▶ _Testo estratto_:
☆ ☆ ☆ ☆ ☆ ☆ ☆

Uganda. Una diversa gestione degli immigrati

Una ragionata politica di porte aperte verso gli immigrati è giusta a livello umanitario ma irrealizzabile sul piano pratico. Eppure un paese in via di sviluppo dimostra il contrario: l’Uganda

di Fulvio Beltrami

uganda

In questi ultimi mesi è di drammatica attualità la crisi migratoria in Europa. Iniziata dalle rotte classiche del Mediterraneo (Italia e Spagna) ora si sta sviluppando su nuove rotte come quella dei Balcani incontrando resistenza e repressione da governi di paesi indeboliti dalla crisi economica e avvelenati dal nazionalismo che sono terrorizzati dell’instabilità sociale che l’immigrazione potrebbe loro portare. Un calvario che riguarda anche l’Africa ma soprattutto profughi provenienti da una guerra civile di cui l’occidente ha forti responsabilità: quella combattuta in Siria.

Le destre europee inneggiano al pericolo di invasione mentre il popolo di sinistra si abbandona ad una politica di porte aperte giusta a livello umanitario ma irrealizzabile dicono molti. La capacità di ogni paese di assorbire gli immigrati dipende dal mantenimento dell’equilibrio tra pressione demografica e risorse del paese ospitante. La maggioranza dei paesi europei sono in crisi economica e le risorse sono ormai limitate. L’arrivo di migranti altera l’equilibrio aumentando la pressione demografica e danneggiando la società ospitante. Una situazione intollerabile che richiede la difesa delle frontiere e la lotta contro i flussi migratori.

☆ ☆ ☆ ☆ ☆ ☆ ☆

▶ _Elenco attività_:
**A)** Per favore, trascrivi fedelmente le righe dei record che vanno dall'inizio dei record fino alla riga con "negative clicks: (5, 95) (7, 72)", quest'ultima inclusa. Lascia fuori dalla risposta le immagini.
**B)** Prosegui il testo sugli immigrati in Uganda a partire dalla sua ultima frase.
Il testo sugli immigrati in Uganda e i record sono materiali distinti.

▶ _Estratti del dataset_:
☆ ☆ ☆ ☆ ☆ ☆ ☆

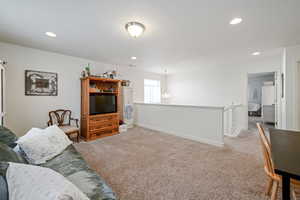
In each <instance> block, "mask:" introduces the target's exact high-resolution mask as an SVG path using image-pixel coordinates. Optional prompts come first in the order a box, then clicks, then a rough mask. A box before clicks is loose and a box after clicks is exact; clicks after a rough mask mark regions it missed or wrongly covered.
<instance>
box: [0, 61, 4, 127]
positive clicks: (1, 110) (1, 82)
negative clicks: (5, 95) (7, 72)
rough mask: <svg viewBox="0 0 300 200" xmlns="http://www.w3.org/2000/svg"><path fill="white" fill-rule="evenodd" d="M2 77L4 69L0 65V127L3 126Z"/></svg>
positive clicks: (2, 81) (2, 99)
mask: <svg viewBox="0 0 300 200" xmlns="http://www.w3.org/2000/svg"><path fill="white" fill-rule="evenodd" d="M4 75H5V68H4V66H3V65H2V64H1V63H0V126H3V125H4V80H5V79H4Z"/></svg>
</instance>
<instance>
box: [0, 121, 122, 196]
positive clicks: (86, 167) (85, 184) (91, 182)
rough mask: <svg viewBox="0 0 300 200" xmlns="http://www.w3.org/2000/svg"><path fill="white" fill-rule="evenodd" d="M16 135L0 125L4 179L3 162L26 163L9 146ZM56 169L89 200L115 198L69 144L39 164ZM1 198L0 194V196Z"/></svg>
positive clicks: (107, 188)
mask: <svg viewBox="0 0 300 200" xmlns="http://www.w3.org/2000/svg"><path fill="white" fill-rule="evenodd" d="M16 140H17V137H16V135H15V134H14V133H12V132H11V131H10V130H8V129H7V128H5V127H0V161H1V163H0V175H1V176H2V178H3V177H4V179H5V170H6V168H7V163H5V162H21V163H26V160H25V159H24V157H23V156H22V155H20V154H18V155H15V153H14V152H13V151H12V149H11V148H13V147H14V145H15V144H14V142H15V141H16ZM41 166H42V167H47V168H50V169H53V170H55V171H57V172H58V173H60V174H62V175H63V176H65V177H66V178H67V179H68V180H69V181H71V182H72V183H73V184H74V185H76V186H77V187H78V188H79V189H80V190H81V191H82V192H83V193H85V194H86V195H87V196H88V197H89V198H90V200H116V199H117V198H116V196H115V194H114V192H113V191H112V190H111V188H110V187H109V186H108V185H107V184H106V183H105V181H104V180H103V179H102V178H101V177H100V176H99V175H98V174H96V173H95V172H94V171H93V170H92V169H91V168H90V167H89V166H88V164H87V163H86V162H85V161H84V159H83V158H82V156H81V155H80V154H79V153H78V152H77V151H76V149H75V148H74V146H73V145H70V146H69V147H67V148H66V149H65V151H64V152H63V153H62V154H60V155H58V156H56V157H55V158H53V159H51V160H49V161H48V162H46V163H44V164H42V165H41ZM0 178H1V177H0ZM0 187H2V188H0V192H1V190H2V191H3V192H4V191H5V188H3V187H4V184H1V183H0ZM0 199H1V196H0Z"/></svg>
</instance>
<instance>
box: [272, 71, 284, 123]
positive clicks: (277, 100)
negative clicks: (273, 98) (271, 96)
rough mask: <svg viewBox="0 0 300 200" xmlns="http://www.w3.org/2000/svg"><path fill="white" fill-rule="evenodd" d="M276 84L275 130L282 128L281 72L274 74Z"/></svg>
mask: <svg viewBox="0 0 300 200" xmlns="http://www.w3.org/2000/svg"><path fill="white" fill-rule="evenodd" d="M274 80H275V81H274V82H275V95H274V96H275V102H274V104H275V128H282V122H281V119H282V118H281V114H282V111H281V73H280V71H278V72H275V74H274Z"/></svg>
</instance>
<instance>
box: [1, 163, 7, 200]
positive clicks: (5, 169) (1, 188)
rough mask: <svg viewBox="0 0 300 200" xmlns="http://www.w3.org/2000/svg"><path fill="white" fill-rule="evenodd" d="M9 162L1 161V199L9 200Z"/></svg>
mask: <svg viewBox="0 0 300 200" xmlns="http://www.w3.org/2000/svg"><path fill="white" fill-rule="evenodd" d="M7 168H8V163H7V162H0V200H8V199H9V198H8V185H7V181H6V177H5V175H6V171H7Z"/></svg>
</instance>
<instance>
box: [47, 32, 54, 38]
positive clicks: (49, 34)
mask: <svg viewBox="0 0 300 200" xmlns="http://www.w3.org/2000/svg"><path fill="white" fill-rule="evenodd" d="M45 34H46V35H47V36H49V37H56V34H55V33H53V32H46V33H45Z"/></svg>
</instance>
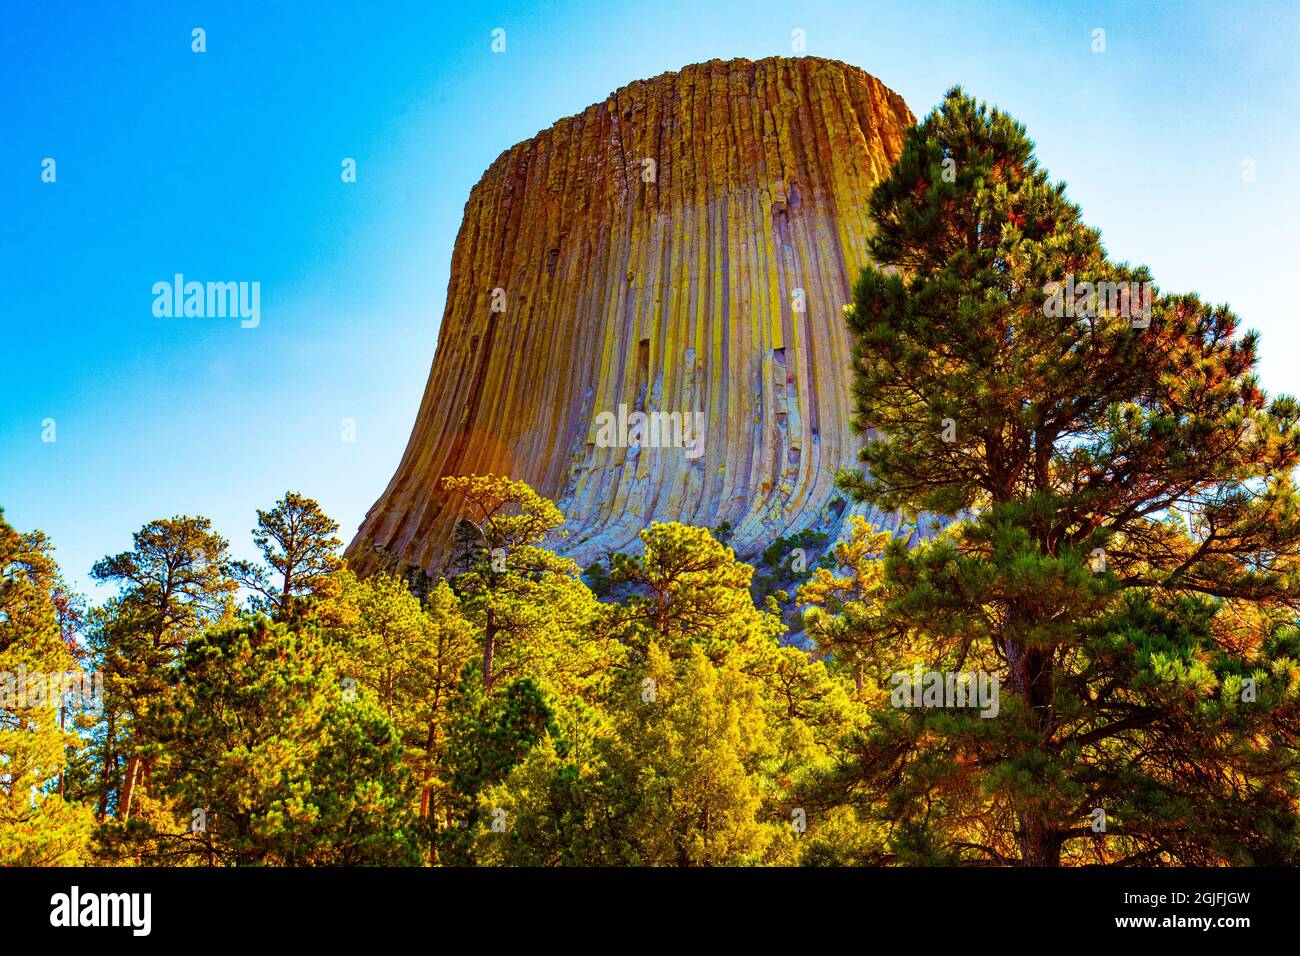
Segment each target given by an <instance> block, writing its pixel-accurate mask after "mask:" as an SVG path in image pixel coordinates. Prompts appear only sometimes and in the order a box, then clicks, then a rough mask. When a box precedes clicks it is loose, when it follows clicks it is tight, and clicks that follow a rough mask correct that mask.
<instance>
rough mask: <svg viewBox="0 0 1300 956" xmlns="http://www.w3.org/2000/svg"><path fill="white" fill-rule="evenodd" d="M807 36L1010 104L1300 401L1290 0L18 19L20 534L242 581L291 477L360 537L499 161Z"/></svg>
mask: <svg viewBox="0 0 1300 956" xmlns="http://www.w3.org/2000/svg"><path fill="white" fill-rule="evenodd" d="M195 27H203V29H204V30H205V31H207V52H204V53H194V52H192V51H191V30H192V29H195ZM497 27H500V29H504V30H506V52H504V53H494V52H493V51H491V31H493V30H494V29H497ZM794 29H802V30H803V31H805V35H806V43H807V52H809V53H810V55H816V56H828V57H835V59H839V60H845V61H848V62H852V64H855V65H858V66H862V68H863V69H866V70H867V72H870V73H872V74H875V75H876V77H879V78H880V79H881V81H883V82H884V83H887V85H888V86H891V87H892V88H894V90H897V91H898V92H900V94H902V96H904V98H905V99H906V100H907V103H909V105H910V107H911V108H913V111H914V112H915V113H917V114H918V116H920V114H923V113H926V112H927V111H928V109H930V108H931V107H932V105H933V104H935V103H937V101H939V99H940V98H941V96H943V94H944V91H945V90H946V88H948V87H949V86H952V85H954V83H961V85H962V86H965V87H966V88H967V90H969V91H970V92H971V94H974V95H976V96H979V98H982V99H987V100H989V101H991V103H996V104H997V105H1000V107H1002V108H1005V109H1008V111H1009V112H1011V113H1013V114H1015V116H1017V117H1018V118H1019V120H1022V121H1023V122H1024V124H1026V125H1027V126H1028V130H1030V134H1031V135H1032V137H1034V138H1035V140H1036V142H1037V144H1039V157H1040V160H1041V161H1043V163H1044V164H1045V165H1047V166H1048V169H1049V170H1050V172H1052V174H1053V176H1054V177H1056V178H1060V179H1065V181H1066V182H1067V183H1069V193H1070V196H1071V198H1073V199H1074V200H1075V202H1078V203H1080V204H1082V207H1083V211H1084V217H1086V219H1087V220H1088V221H1089V222H1091V224H1092V225H1095V226H1099V228H1100V229H1101V230H1102V235H1104V239H1105V242H1106V245H1108V247H1109V250H1110V252H1112V254H1113V255H1115V256H1117V258H1121V259H1127V260H1130V261H1134V263H1139V261H1140V263H1147V264H1148V265H1151V267H1152V269H1153V273H1154V277H1156V281H1157V282H1158V284H1160V285H1161V287H1162V289H1166V290H1174V289H1179V290H1196V291H1199V293H1201V294H1203V295H1205V297H1208V298H1210V299H1213V300H1216V302H1229V303H1230V304H1231V306H1232V307H1234V308H1235V310H1236V311H1238V312H1239V313H1240V315H1242V316H1243V319H1244V320H1245V324H1247V325H1249V326H1253V328H1257V329H1260V330H1261V332H1262V336H1264V338H1262V355H1264V362H1262V378H1264V384H1265V386H1266V388H1268V389H1269V390H1270V392H1291V393H1295V392H1300V372H1297V365H1300V329H1297V324H1296V321H1295V319H1294V317H1292V315H1291V295H1290V294H1288V293H1290V289H1288V285H1290V282H1291V277H1292V276H1295V274H1296V273H1297V269H1296V263H1295V256H1296V248H1297V242H1296V239H1297V232H1300V225H1297V224H1300V191H1297V189H1296V182H1295V178H1294V176H1295V173H1294V163H1295V157H1296V156H1300V124H1297V122H1296V117H1297V116H1300V56H1297V53H1300V4H1295V3H1294V1H1292V3H1277V4H1251V3H1234V4H1212V3H1205V4H1199V3H1178V4H1173V3H1171V4H1156V3H1115V4H1108V3H1058V4H1044V3H1011V1H1002V3H987V4H980V3H972V1H971V3H952V4H946V3H936V1H933V0H930V1H927V3H924V4H920V3H913V1H911V0H906V1H902V0H900V1H898V3H852V4H849V3H841V4H833V3H826V4H798V3H788V1H787V3H767V1H766V0H762V1H755V3H744V4H723V3H699V1H698V0H695V1H694V3H675V1H672V0H655V1H654V3H627V1H617V0H615V1H611V3H589V4H585V3H530V4H472V3H464V4H459V3H458V4H442V3H430V1H429V0H422V1H420V3H370V4H343V3H286V1H277V3H231V1H227V3H161V1H160V3H153V4H144V3H130V1H125V0H123V1H121V3H117V1H114V3H113V4H86V3H40V4H21V5H18V4H13V5H9V7H8V8H6V10H5V13H4V22H3V26H0V88H3V94H0V293H3V297H4V303H5V311H6V316H5V319H4V334H3V339H0V341H3V346H0V371H3V406H0V506H3V507H4V509H5V512H6V518H8V519H9V522H10V523H12V524H14V525H16V527H18V528H19V529H27V528H32V527H39V528H42V529H44V531H45V532H47V533H49V535H51V536H52V538H53V541H55V545H56V548H57V557H59V559H60V562H61V563H62V566H64V570H65V574H66V575H68V576H69V579H70V580H72V581H73V583H74V584H75V585H78V587H81V588H82V589H85V591H87V592H90V593H91V594H94V596H96V597H101V596H103V594H104V592H103V591H101V589H96V588H94V587H92V585H91V584H90V581H88V578H87V572H88V570H90V566H91V564H92V563H94V561H96V559H98V558H99V557H101V555H104V554H108V553H112V551H118V550H123V549H125V548H127V546H129V545H130V535H131V532H133V531H135V529H138V528H139V527H140V525H142V524H143V523H146V522H147V520H149V519H151V518H157V516H166V515H173V514H204V515H208V516H209V518H212V519H213V522H214V524H216V525H217V528H218V529H220V531H222V533H225V535H226V536H227V537H229V538H230V540H231V545H233V549H234V551H235V553H237V554H239V555H247V557H251V550H252V544H251V538H250V535H248V529H250V528H251V527H252V523H253V520H255V510H256V509H257V507H266V506H269V505H270V503H272V502H273V501H276V499H277V498H278V497H279V496H281V494H282V493H283V492H285V490H286V489H289V488H292V489H296V490H302V492H303V493H305V494H311V496H312V497H316V498H317V499H318V501H320V502H321V503H322V505H324V507H325V509H326V511H328V512H330V514H331V515H333V516H335V518H337V519H338V520H339V523H341V524H342V533H343V536H344V537H346V538H347V537H351V535H352V532H354V531H355V529H356V525H357V523H359V522H360V520H361V518H363V516H364V514H365V510H367V509H368V507H369V506H370V503H372V502H373V501H374V498H376V497H377V496H378V494H380V492H381V490H382V489H383V486H385V484H386V483H387V480H389V477H390V476H391V473H393V471H394V468H395V467H396V463H398V459H399V458H400V454H402V450H403V447H404V446H406V441H407V437H408V434H409V431H411V425H412V423H413V419H415V414H416V410H417V405H419V401H420V395H421V392H422V388H424V382H425V377H426V376H428V371H429V364H430V362H432V358H433V350H434V343H435V339H437V326H438V321H439V317H441V315H442V307H443V297H445V293H446V286H447V269H448V264H450V258H451V246H452V242H454V241H455V234H456V229H458V226H459V222H460V213H461V209H463V206H464V202H465V198H467V196H468V193H469V189H471V187H472V186H473V183H474V182H476V181H477V179H478V177H480V176H481V173H482V170H484V169H485V168H486V166H487V165H489V164H490V163H491V160H493V159H495V156H497V155H498V153H499V152H500V151H502V150H506V148H508V147H510V146H512V144H513V143H516V142H519V140H520V139H524V138H526V137H530V135H532V134H534V133H536V131H538V130H539V129H543V127H546V126H549V125H551V124H552V122H554V121H555V120H558V118H560V117H563V116H568V114H572V113H576V112H578V111H581V109H584V108H585V107H586V105H589V104H590V103H595V101H598V100H601V99H603V98H604V96H606V95H607V94H608V92H611V91H612V90H615V88H617V87H619V86H623V85H625V83H628V82H630V81H633V79H637V78H645V77H651V75H655V74H658V73H663V72H666V70H671V69H677V68H680V66H682V65H685V64H690V62H698V61H702V60H708V59H712V57H722V59H728V57H736V56H748V57H755V59H757V57H761V56H770V55H779V53H784V55H789V53H790V52H792V51H790V34H792V30H794ZM1096 29H1102V30H1105V31H1106V33H1105V39H1106V51H1105V52H1104V53H1096V52H1093V49H1092V46H1093V39H1092V38H1093V30H1096ZM45 157H52V159H55V161H56V164H57V165H56V174H57V178H56V181H55V182H53V183H47V182H42V163H43V160H44V159H45ZM344 157H352V159H355V160H356V168H357V181H356V182H355V183H343V182H342V178H341V163H342V161H343V159H344ZM1245 160H1252V161H1253V168H1255V181H1253V182H1245V181H1243V163H1244V161H1245ZM175 273H183V274H186V276H187V277H190V278H198V280H204V281H207V280H222V281H257V282H260V287H261V323H260V325H259V326H257V328H255V329H242V328H240V326H239V321H238V320H237V319H159V317H156V316H155V315H153V312H152V304H153V297H152V291H151V289H152V286H153V284H155V282H157V281H162V280H170V278H172V276H173V274H175ZM45 419H53V420H55V427H56V441H55V442H45V441H42V437H43V431H44V429H43V424H42V423H43V421H44V420H45ZM344 419H351V420H352V421H354V423H355V429H356V440H355V441H354V442H346V441H343V440H342V438H343V434H342V432H343V425H342V423H343V420H344Z"/></svg>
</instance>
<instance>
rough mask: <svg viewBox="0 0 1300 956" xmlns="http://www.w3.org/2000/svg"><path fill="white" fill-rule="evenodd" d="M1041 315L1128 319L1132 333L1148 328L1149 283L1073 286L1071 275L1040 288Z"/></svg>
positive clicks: (1071, 317) (1076, 282) (1148, 323)
mask: <svg viewBox="0 0 1300 956" xmlns="http://www.w3.org/2000/svg"><path fill="white" fill-rule="evenodd" d="M1043 294H1044V295H1045V297H1047V298H1045V299H1044V302H1043V315H1045V316H1047V317H1048V319H1062V317H1065V319H1092V317H1095V316H1100V315H1109V316H1118V317H1121V319H1128V320H1130V321H1131V324H1132V326H1134V328H1136V329H1145V328H1147V326H1148V325H1151V299H1152V291H1151V282H1075V281H1074V273H1073V272H1071V273H1067V274H1066V277H1065V282H1048V284H1047V285H1045V286H1043Z"/></svg>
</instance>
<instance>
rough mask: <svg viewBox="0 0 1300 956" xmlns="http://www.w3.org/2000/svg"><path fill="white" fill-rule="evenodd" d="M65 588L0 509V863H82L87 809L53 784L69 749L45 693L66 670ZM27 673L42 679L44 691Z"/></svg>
mask: <svg viewBox="0 0 1300 956" xmlns="http://www.w3.org/2000/svg"><path fill="white" fill-rule="evenodd" d="M65 607H66V591H65V589H64V587H62V583H61V581H60V580H59V570H57V567H56V564H55V561H53V558H52V557H51V548H49V544H48V541H47V540H45V537H44V536H43V535H42V533H40V532H30V533H26V535H19V533H18V532H17V531H14V529H13V528H12V527H10V525H9V523H8V522H6V520H5V519H4V511H3V510H0V865H4V866H70V865H77V864H81V862H85V861H86V860H87V856H88V848H90V836H91V821H92V817H91V813H90V810H88V808H86V806H83V805H81V804H78V803H69V801H66V800H64V796H62V793H61V792H60V790H61V788H60V783H61V779H62V774H64V770H65V767H66V763H68V757H69V750H70V748H75V747H77V743H78V741H77V736H75V735H74V734H72V732H70V730H72V727H70V724H69V721H68V718H69V713H68V708H66V706H65V705H64V701H61V700H60V698H59V697H56V698H55V700H49V693H48V692H49V683H48V675H53V674H66V672H69V671H72V670H73V667H74V665H75V658H74V656H73V653H72V649H70V648H69V645H68V644H66V643H65V640H64V635H62V631H61V627H60V617H61V614H62V613H64V609H65ZM29 678H36V679H42V678H45V679H47V680H45V682H44V683H43V691H44V692H45V693H44V696H43V697H42V696H34V695H30V693H29V689H27V688H29V680H27V679H29Z"/></svg>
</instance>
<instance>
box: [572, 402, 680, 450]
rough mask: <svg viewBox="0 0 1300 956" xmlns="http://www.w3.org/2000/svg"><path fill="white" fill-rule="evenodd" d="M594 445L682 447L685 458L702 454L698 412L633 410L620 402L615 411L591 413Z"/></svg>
mask: <svg viewBox="0 0 1300 956" xmlns="http://www.w3.org/2000/svg"><path fill="white" fill-rule="evenodd" d="M595 428H597V432H595V444H597V447H602V449H685V450H686V458H690V459H695V458H699V457H701V455H702V454H705V414H703V412H702V411H653V412H649V414H647V412H643V411H634V412H632V414H628V406H627V405H620V406H619V411H617V412H612V411H602V412H601V414H599V415H597V416H595Z"/></svg>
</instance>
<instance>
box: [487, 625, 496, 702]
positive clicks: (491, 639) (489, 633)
mask: <svg viewBox="0 0 1300 956" xmlns="http://www.w3.org/2000/svg"><path fill="white" fill-rule="evenodd" d="M495 653H497V618H495V615H494V614H493V613H491V611H487V626H486V627H485V628H484V693H489V692H490V691H491V679H493V672H491V658H493V654H495Z"/></svg>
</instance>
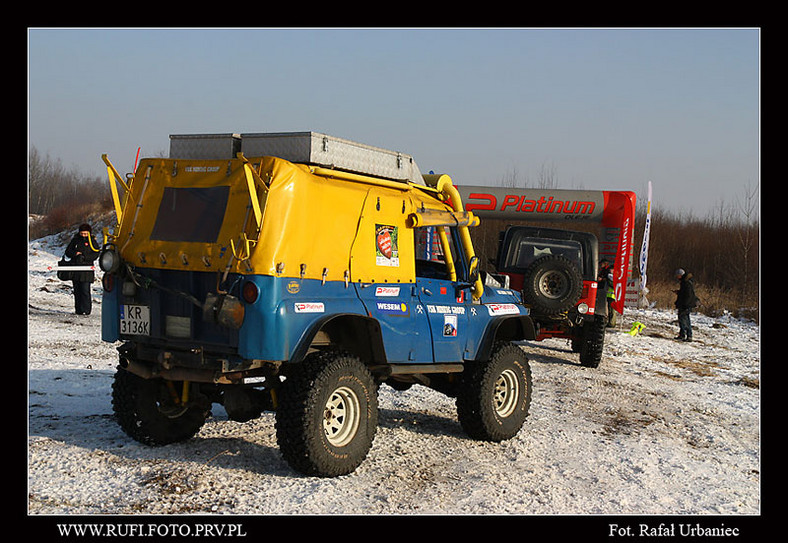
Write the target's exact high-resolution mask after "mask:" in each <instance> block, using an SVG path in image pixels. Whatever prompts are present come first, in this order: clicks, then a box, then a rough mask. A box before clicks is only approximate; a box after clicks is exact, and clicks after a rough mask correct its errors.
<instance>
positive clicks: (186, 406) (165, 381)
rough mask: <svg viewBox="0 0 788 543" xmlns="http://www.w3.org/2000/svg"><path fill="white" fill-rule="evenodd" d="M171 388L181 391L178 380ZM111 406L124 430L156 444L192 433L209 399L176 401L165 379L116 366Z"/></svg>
mask: <svg viewBox="0 0 788 543" xmlns="http://www.w3.org/2000/svg"><path fill="white" fill-rule="evenodd" d="M172 384H174V383H172ZM174 388H175V389H176V390H177V391H180V390H181V385H180V383H178V384H175V387H174ZM191 395H192V397H194V396H195V394H194V393H192V394H191ZM175 396H176V397H177V392H176V393H175ZM202 400H205V401H202ZM112 409H113V411H114V412H115V416H116V417H117V420H118V423H119V424H120V427H121V428H122V429H123V431H124V432H125V433H126V434H128V435H129V436H130V437H132V438H133V439H135V440H137V441H139V442H140V443H144V444H145V445H154V446H155V445H167V444H170V443H177V442H179V441H185V440H187V439H189V438H190V437H193V436H194V435H195V434H196V433H197V432H198V431H199V430H200V428H201V427H202V425H203V424H204V423H205V418H206V416H207V415H208V412H209V409H210V403H209V402H207V400H206V399H205V398H202V397H200V396H197V402H194V401H192V402H190V403H188V404H186V405H178V403H176V401H175V400H174V399H173V392H172V390H171V389H170V388H169V386H168V384H167V382H166V381H164V380H162V379H143V378H142V377H138V376H136V375H134V374H133V373H129V372H128V371H126V370H124V369H118V371H117V373H115V380H114V382H113V383H112Z"/></svg>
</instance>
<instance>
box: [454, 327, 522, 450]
mask: <svg viewBox="0 0 788 543" xmlns="http://www.w3.org/2000/svg"><path fill="white" fill-rule="evenodd" d="M530 405H531V368H530V366H529V365H528V360H527V358H526V357H525V353H524V352H523V351H522V349H520V348H519V347H517V346H516V345H513V344H511V343H503V344H500V345H498V346H497V348H496V349H495V351H494V352H493V354H492V356H491V357H490V359H489V360H484V361H478V362H473V363H469V366H468V367H467V368H466V369H465V372H464V373H463V381H462V385H461V387H460V390H459V393H458V395H457V416H458V418H459V420H460V424H461V425H462V427H463V429H464V430H465V432H466V433H467V434H468V435H469V436H470V437H472V438H474V439H479V440H483V441H503V440H506V439H510V438H512V437H514V436H515V435H517V433H518V432H519V431H520V428H522V426H523V424H524V423H525V419H526V418H527V417H528V409H529V407H530Z"/></svg>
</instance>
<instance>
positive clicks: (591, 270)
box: [458, 186, 636, 368]
mask: <svg viewBox="0 0 788 543" xmlns="http://www.w3.org/2000/svg"><path fill="white" fill-rule="evenodd" d="M458 188H459V190H460V193H461V195H462V198H463V201H464V202H466V209H467V210H468V211H472V212H473V213H474V214H475V215H477V216H479V217H481V218H485V217H487V218H497V219H506V220H513V221H514V220H516V221H533V222H540V223H541V222H545V221H572V222H574V223H578V222H591V223H597V224H600V225H601V232H602V234H601V238H602V239H601V240H600V239H599V238H597V236H595V235H594V234H591V233H588V232H578V231H572V230H563V229H553V228H542V227H536V226H510V227H508V228H507V229H506V230H505V231H503V232H501V233H500V235H499V244H498V252H497V255H496V259H495V261H494V264H495V267H496V271H497V272H498V275H499V277H503V279H504V281H505V282H507V283H508V286H509V287H510V288H512V289H515V290H518V291H520V292H521V293H522V297H523V303H524V304H525V305H526V306H527V307H529V309H530V316H531V318H532V320H533V321H534V323H535V324H536V327H537V329H536V333H537V340H543V339H546V338H551V337H560V338H567V339H569V340H571V343H572V350H573V351H574V352H577V353H579V354H580V363H581V364H582V365H583V366H586V367H594V368H595V367H597V366H599V363H600V361H601V359H602V350H603V345H604V338H605V327H606V325H607V322H608V304H607V302H606V298H607V294H608V292H607V290H608V287H607V286H606V283H602V285H603V286H602V287H601V288H600V287H599V284H600V283H599V282H598V279H599V263H600V261H601V260H602V259H604V260H607V261H608V262H610V263H611V264H612V272H611V273H610V275H611V277H610V278H609V279H608V278H603V280H609V281H610V283H609V284H610V288H612V293H611V294H612V296H613V298H614V299H613V301H612V302H611V308H612V309H614V310H615V311H617V312H618V313H621V312H623V308H624V299H625V294H626V284H627V278H628V273H629V267H630V257H631V254H632V243H633V240H632V234H633V231H634V222H635V221H634V218H635V200H636V198H635V194H634V193H633V192H629V191H578V190H561V189H515V188H493V187H470V186H465V187H463V186H461V187H458Z"/></svg>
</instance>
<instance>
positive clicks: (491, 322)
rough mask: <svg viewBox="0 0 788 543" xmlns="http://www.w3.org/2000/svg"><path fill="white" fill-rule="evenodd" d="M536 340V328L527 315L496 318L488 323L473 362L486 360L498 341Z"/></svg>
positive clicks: (491, 351) (532, 322) (499, 317)
mask: <svg viewBox="0 0 788 543" xmlns="http://www.w3.org/2000/svg"><path fill="white" fill-rule="evenodd" d="M534 339H536V326H534V321H533V320H531V317H529V316H527V315H519V316H508V317H498V318H496V319H493V320H492V321H490V323H489V324H488V325H487V330H485V332H484V337H483V338H482V341H481V342H480V343H479V349H478V350H477V351H476V357H475V360H487V359H488V358H489V357H490V356H491V355H492V351H493V347H494V346H495V344H496V343H497V342H499V341H523V340H534Z"/></svg>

☆ ☆ ☆ ☆ ☆ ☆ ☆

▶ _Risposte per attività_:
**A)**
In each <instance> block, "mask:" introduces the target's exact high-resolution mask as an SVG path using image-pixel coordinates. Optional prompts come first in the order a box, then clicks, then a rough mask. A box before clicks is loose and a box after clicks is exact; clicks after a rough mask mark regions it missed or wrongly covered.
<instance>
box: [0, 61, 4, 127]
positive clicks: (1, 110) (1, 82)
negative clicks: (5, 95) (7, 72)

**B)**
Eppure questa teoria sembra essere smentita da un paese del terzo mondo che si appresta solo da un decennio a diventare un paese sviluppato: l’Uganda. Il paese africano, definito dai colonizzatori inglesi “la Perla dell’Africa” ha un'estensione simile a quella della Svizzera ma è ubicato nel crocevia tra il Corno d’Africa, l’Africa Orientale e l’Africa Centrale. In questo crocevia vari paesi sono in situazione di guerra civile o di instabilità permanente: Repubblica Centrafricana, Repubblica Democratica del Congo, Sud Sudan, Somalia, Burundi.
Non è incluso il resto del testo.